Jobs:
1. From the collaborative divorce article, copy the passage that begins at the words "Collaborative divorce is" and ends after the words "painful way possible.".
2. Condense the paragraph of the collaborative divorce article that opens with "Though there are statutes and rules" into a short bulleted list, keeping its main facts.

Article:
━━━━━━━━━━━━━━━━━━━━

If you are considering or going through divorce, there are two terms you should become familiar with: collaborative divorce and collaborative divorce participation agreement.
Collaborative divorce is a form of private dispute resolution where you, your spouse, and your attorneys agree from the beginning that they will not fight in court. You agree that you do not want to subject yourselves, your children, your business, and your friends and family to an adversarial, hostile, and public court system. You just want to move on to your better future in the least painful way possible.
Though there are statutes and rules that interact with the collaborative divorce process, it is mainly governed by a contract, known as a collaborative divorce participation agreement. This is an agreement that you and your spouse sign. Because the collaborative divorce process is very different than the traditional divorce process, it is important that you have a complete understanding of your collaborative divorce participation agreement and walk through the agreement thoroughly with your attorney.
Below is a sample collaborative divorce participation agreement that I often use in my cases here in Tampa Bay. Keep in mind that there are a lot of variations of this agreement, and different communities use different participation agreements. In fact, I use different participation agreements depending on the circumstances of the family and what type of resolution they are trying to reach (i.e., divorce, post-divorce, prenuptial agreement, or postnuptial agreement).

━━━━━━━━━━━━━━━━━━━━

Extracted records:

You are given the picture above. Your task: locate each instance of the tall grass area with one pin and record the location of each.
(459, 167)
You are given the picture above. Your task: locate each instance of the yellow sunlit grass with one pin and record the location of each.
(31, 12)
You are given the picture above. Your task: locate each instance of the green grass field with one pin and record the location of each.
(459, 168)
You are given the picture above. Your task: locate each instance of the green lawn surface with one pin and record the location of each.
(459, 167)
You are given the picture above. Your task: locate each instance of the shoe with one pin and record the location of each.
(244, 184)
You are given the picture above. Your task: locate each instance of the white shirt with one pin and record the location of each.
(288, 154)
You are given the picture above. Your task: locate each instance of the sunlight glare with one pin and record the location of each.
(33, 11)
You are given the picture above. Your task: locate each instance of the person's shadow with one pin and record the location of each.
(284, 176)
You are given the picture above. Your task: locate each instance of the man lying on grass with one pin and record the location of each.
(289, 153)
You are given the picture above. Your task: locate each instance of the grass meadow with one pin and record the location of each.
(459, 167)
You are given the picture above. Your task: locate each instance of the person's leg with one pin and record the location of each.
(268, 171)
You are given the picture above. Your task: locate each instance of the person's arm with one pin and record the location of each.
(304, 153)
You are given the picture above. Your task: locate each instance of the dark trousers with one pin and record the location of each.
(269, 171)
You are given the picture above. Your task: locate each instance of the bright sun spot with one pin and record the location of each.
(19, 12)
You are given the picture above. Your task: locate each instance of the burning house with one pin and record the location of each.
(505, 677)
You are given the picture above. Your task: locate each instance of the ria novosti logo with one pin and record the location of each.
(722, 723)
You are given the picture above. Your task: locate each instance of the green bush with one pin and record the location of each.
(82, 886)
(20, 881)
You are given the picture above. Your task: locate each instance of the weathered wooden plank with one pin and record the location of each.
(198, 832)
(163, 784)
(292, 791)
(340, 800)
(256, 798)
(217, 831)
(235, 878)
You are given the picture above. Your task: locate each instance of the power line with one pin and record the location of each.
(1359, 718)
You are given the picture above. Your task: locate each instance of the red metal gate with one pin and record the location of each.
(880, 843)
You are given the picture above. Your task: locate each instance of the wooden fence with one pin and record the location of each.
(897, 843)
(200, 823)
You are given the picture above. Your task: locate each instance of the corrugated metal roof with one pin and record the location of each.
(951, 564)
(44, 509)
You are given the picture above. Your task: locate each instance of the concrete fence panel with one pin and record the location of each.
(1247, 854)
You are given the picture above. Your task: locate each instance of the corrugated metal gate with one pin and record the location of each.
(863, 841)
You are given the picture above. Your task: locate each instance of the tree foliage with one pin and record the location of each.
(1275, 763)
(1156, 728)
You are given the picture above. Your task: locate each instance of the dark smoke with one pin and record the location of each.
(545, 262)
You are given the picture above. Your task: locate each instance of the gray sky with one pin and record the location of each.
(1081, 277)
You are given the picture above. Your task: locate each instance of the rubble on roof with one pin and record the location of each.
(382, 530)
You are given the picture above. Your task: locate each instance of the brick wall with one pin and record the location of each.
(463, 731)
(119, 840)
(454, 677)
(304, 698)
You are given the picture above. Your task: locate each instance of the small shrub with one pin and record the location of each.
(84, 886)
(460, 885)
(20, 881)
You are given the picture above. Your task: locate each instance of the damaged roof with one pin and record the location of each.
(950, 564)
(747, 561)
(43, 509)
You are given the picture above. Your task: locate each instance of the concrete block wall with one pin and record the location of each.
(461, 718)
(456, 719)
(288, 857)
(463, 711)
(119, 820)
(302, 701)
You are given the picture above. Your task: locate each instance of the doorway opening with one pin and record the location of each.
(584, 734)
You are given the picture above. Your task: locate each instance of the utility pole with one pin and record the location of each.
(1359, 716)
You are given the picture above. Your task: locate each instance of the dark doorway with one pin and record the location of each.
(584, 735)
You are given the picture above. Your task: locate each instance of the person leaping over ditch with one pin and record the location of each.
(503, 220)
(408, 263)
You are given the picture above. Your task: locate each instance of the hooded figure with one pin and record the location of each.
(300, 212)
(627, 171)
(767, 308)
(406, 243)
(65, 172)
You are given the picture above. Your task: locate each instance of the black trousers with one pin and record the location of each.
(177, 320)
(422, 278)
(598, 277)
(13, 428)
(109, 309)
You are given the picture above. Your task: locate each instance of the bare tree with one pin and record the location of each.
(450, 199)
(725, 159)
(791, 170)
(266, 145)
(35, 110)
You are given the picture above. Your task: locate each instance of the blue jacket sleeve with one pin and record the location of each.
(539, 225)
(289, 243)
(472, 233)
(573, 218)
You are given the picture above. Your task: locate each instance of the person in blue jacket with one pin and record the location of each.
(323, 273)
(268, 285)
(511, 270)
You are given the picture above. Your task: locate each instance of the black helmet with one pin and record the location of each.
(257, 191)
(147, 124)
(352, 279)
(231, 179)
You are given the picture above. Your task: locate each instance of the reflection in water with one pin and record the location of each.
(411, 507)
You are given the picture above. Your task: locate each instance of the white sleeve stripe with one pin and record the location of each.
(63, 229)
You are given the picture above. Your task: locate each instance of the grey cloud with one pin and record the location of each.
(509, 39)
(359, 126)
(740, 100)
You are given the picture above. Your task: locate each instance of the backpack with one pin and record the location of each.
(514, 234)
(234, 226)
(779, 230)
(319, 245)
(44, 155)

━━━━━━━━━━━━━━━━━━━━

Answers given:
1.
Collaborative divorce is a form of private dispute resolution where you, your spouse, and your attorneys agree from the beginning that they will not fight in court. You agree that you do not want to subject yourselves, your children, your business, and your friends and family to an adversarial, hostile, and public court system. You just want to move on to your better future in the least painful way possible.

2.
- Statutes and rules interact with the collaborative divorce process, but it is mainly governed by a contract called a collaborative divorce participation agreement.
- You and your spouse sign this agreement.
- Because the collaborative process is very different from traditional divorce, you need a complete understanding of the agreement and should walk through it thoroughly with your attorney.